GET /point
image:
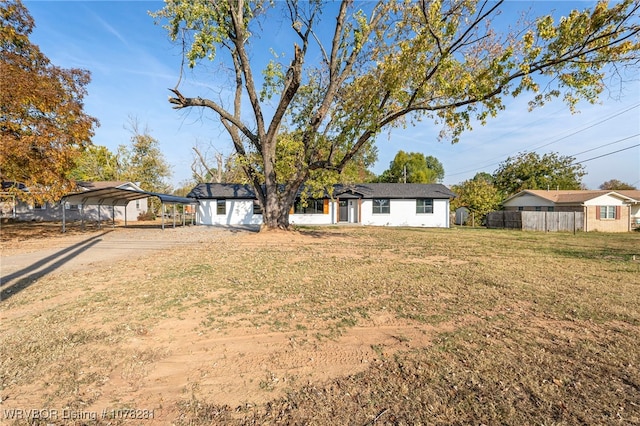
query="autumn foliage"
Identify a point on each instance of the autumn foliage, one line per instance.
(43, 126)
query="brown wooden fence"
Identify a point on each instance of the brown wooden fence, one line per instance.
(537, 221)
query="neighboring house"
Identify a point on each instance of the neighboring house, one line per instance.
(603, 210)
(635, 206)
(379, 204)
(19, 210)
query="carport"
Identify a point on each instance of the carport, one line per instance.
(121, 197)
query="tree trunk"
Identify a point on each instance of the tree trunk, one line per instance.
(275, 214)
(278, 199)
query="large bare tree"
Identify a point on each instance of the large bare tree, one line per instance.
(382, 64)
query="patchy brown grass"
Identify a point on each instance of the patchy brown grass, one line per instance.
(339, 326)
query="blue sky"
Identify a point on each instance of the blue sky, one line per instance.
(133, 64)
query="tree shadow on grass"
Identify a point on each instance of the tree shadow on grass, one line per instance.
(17, 281)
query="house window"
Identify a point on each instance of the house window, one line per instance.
(424, 205)
(381, 206)
(221, 207)
(312, 207)
(256, 207)
(607, 212)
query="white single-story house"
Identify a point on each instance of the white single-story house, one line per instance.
(13, 208)
(603, 210)
(377, 204)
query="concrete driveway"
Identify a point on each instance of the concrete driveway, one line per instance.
(18, 271)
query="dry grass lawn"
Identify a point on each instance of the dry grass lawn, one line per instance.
(333, 325)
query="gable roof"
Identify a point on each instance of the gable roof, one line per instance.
(569, 196)
(106, 184)
(368, 190)
(222, 190)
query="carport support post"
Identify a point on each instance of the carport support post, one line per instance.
(64, 219)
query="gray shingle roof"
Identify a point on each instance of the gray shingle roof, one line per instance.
(222, 190)
(365, 190)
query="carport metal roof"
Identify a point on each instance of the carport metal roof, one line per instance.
(120, 197)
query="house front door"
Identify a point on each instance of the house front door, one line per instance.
(343, 212)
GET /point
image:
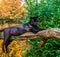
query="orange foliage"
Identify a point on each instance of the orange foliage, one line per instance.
(12, 8)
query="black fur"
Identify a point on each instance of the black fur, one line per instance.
(31, 26)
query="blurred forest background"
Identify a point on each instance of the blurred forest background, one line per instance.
(14, 12)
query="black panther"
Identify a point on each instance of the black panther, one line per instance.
(31, 26)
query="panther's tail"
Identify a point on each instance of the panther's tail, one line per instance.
(1, 30)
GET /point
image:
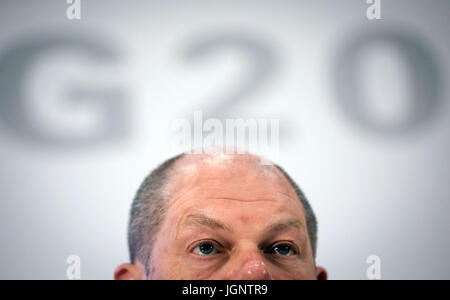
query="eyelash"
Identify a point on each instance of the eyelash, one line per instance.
(269, 250)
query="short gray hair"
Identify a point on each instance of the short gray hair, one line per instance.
(149, 208)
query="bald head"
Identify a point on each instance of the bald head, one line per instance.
(228, 191)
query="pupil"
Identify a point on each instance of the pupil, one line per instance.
(206, 248)
(283, 249)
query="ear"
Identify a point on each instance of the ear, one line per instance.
(322, 274)
(128, 272)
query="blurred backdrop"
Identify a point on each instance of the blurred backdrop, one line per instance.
(86, 108)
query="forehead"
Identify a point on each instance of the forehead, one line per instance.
(231, 185)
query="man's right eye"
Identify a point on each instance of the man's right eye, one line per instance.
(206, 249)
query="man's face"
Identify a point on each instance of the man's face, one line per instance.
(232, 219)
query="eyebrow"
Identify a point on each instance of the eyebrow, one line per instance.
(202, 220)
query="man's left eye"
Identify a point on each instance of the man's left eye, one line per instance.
(206, 249)
(283, 250)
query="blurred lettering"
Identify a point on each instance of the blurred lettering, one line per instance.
(74, 267)
(74, 10)
(374, 10)
(374, 270)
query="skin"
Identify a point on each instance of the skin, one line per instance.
(244, 211)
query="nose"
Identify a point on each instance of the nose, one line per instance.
(249, 266)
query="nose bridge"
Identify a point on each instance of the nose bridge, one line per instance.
(249, 265)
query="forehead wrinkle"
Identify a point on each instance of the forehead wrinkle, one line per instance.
(286, 225)
(243, 200)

**Problem:** When you reach an image, pass over it, and retype all other material exactly.

**Solution for this exercise:**
GET /point
image:
query="autumn foliage"
Identify a point on each instance of the autumn foliage, one line per instance.
(43, 126)
query="brown wooden fence"
Identify a point on each instance of the brown wooden fence, one line per instance.
(537, 221)
query="neighboring house"
Identify a point on each instance of the neighboring house, one line per instance.
(603, 210)
(635, 206)
(379, 204)
(19, 210)
query="carport"
Identify a point on each instance of the carport, one line per instance.
(121, 197)
query="tree trunk"
Identify a point on each instance of the tree trunk, one line per instance.
(275, 214)
(278, 199)
query="large bare tree"
Identify a point on each instance of the large bare tree, one line per instance.
(382, 64)
query="patchy brown grass"
Identify a point on each instance of the patchy brown grass, one line per instance.
(339, 326)
query="blue sky"
Identify a point on each instance of the blue sky, one line per instance.
(133, 64)
query="tree shadow on grass"
Identify a point on each instance of the tree shadow on grass, one line per instance.
(17, 281)
query="house window"
Identify a point on each instance of the house window, one line per instance.
(424, 205)
(381, 206)
(221, 207)
(312, 207)
(256, 207)
(607, 212)
query="white single-story house"
Identify a point on each instance of the white single-story house, one line per instance.
(13, 208)
(603, 210)
(377, 204)
query="concrete driveway"
Identify a point on each instance of the concrete driveway, one line per instance.
(18, 271)
query="dry grass lawn"
Identify a point on each instance of the dry grass lawn, one line per instance.
(333, 325)
query="gable roof"
Identify a point on each instance of the gable roof, one line per instance.
(569, 196)
(106, 184)
(368, 190)
(222, 190)
query="carport support post"
Identify a point on each instance of the carport support post, one line per instance.
(64, 219)
query="gray shingle roof"
Identify a point on each instance of the gray shingle roof, one line per instance.
(222, 190)
(365, 190)
query="carport metal roof"
Identify a point on each instance of the carport metal roof, one line per instance.
(120, 197)
query="house front door"
Identify a point on each instance of the house front door, one line per instance.
(343, 212)
GET /point
image:
query="orange foliage"
Identify a point on each instance of the orange foliage, one line per instance.
(12, 8)
query="black fur"
Identify a point on each instance of the black fur, one line per instance.
(31, 26)
query="blurred forest background"
Identify a point on each instance of the blurred forest background, one line per instance.
(14, 12)
query="black panther"
Identify a point on each instance of the black panther, one line per instance.
(31, 26)
query="panther's tail"
Identify a point on each instance of the panther's tail, one line per instance.
(1, 30)
GET /point
image:
query="eyelash"
Identify a point on each instance of the eyelash, one line per instance.
(269, 250)
query="short gray hair"
Identify a point on each instance of the short gray hair, one line per instance.
(149, 208)
query="bald head"
Identify a point on each instance of the bald head, one line per instance.
(228, 191)
query="pupil"
Identify a point on each instance of the pupil, one line per instance.
(206, 248)
(283, 249)
query="ear"
Identify a point on each instance of the ear, one line per instance.
(322, 274)
(128, 272)
query="blurred backdrop"
Identify a point on each instance of the blurred backdrop, one line per instance.
(86, 108)
query="forehead"
Identify a point on each instance of the forehead, one line per instance.
(231, 185)
query="man's right eye"
Identify a point on each instance of the man's right eye, one line per instance.
(206, 249)
query="man's face"
Identify a point on each instance of the man's face, one line per instance.
(232, 219)
query="eyebrow"
Identify a point on each instance of the eyebrow, one line per instance.
(202, 220)
query="man's left eye"
Identify a point on each instance of the man's left eye, one line per instance.
(206, 249)
(283, 250)
query="blurred lettering"
Identify a point on each instance of the blurred lettering, one line per instance.
(74, 267)
(74, 10)
(374, 10)
(374, 270)
query="skin"
Identify a point on each instance of the skin, one line per instance.
(244, 211)
query="nose"
Identify a point on each instance of the nose, one line per instance.
(249, 266)
query="nose bridge"
Identify a point on each instance of the nose bridge, one line per instance.
(249, 265)
query="forehead wrinkle"
Identify a point on each instance of the forehead wrinkle, one line per instance.
(286, 225)
(243, 200)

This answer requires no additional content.